> **Excerpted text**:

** Start **

# Night fishing via public access



## Ichabod (Sep 5, 2010)

Curious how one could fish through the night using public access. Signs say 10pm beach closed. How can you fish at night without renting a house? I'm specifically referring to the myrtle beach/surf side/garden city area. Thanks. Chris.


----------



## Chris_Worthington (Jul 13, 2012)

Ichabod said:


> Curious how one could fish through the night using public access. Signs say 10pm beach closed. How can you fish at night without renting a house? I'm specifically referring to the myrtle beach/surf side/garden city area. Thanks. Chris.


What time does it say that it opens? I am going to be there in 12 days and have not been there in god knows how many decades...

I am/WAS looking at some early morning and at least through "total" sunset fishing if nothing else at the Jetties/ the Garden city pier/ Some damn place/ are you kidding me?

My wifey is gonna be in trouble for dragging my butt there if this case, so someone please help her out


----------



## sc_shark (Dec 2, 2012)

** End **

> **Data excerpt**:
** Start **

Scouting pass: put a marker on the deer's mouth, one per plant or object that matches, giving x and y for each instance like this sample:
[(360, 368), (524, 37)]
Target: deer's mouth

** End **

> **Task requirements**:
• a. Give the usernames of everyone who posts in the night fishing thread.
• b. Write the next part of the night fishing thread, starting with the post from sc_shark.
The listing comes from a different source than the night fishing thread.

> **The replies**:
• a. Ichabod, Chris_Worthington, sc_shark

• b.
Ichabod said:


> Curious how one could fish through the night using public access. Signs say 10pm beach closed. How can you fish at night without renting a house? I'm specifically referring to the myrtle beach/surf side/garden city area. Thanks. Chris.



you can be on the beach all night as long as you are awake and fishing. you cant be parked in the beach access tho. as a shark fisherman my trips usually start at 7pm and run till 10am when people start packing up.

if you are on pawleys island if u go to the north end where the boat ramp and that is.. you can park on the road/grass and use the public access to get to and from the beach. it is also a little further from the road and houses and dont get as much traffic. if u want to be smart or feel comfortable chatting it up with renters ask on if u can park your truck in an empty spot on their rental property so u can fish.. ive had a few offer me breakfast and come down with chairs and books and keep me company early in the am or thru dusk... even had a few let me use their outside shower to wask my gear and self off before my trip home.

their is even a permit for beach fires(camp fire)
Fires on the beach: 
These are allowed with a fire permit from the Town Hall. You can contact them at 237-1698.


----------



## Ichabod (Sep 5, 2010)

Shark, i am familiar with Pawley's. So as long as I park along the road I'm OK? Thanks.


----------



## sc_shark (Dec 2, 2012)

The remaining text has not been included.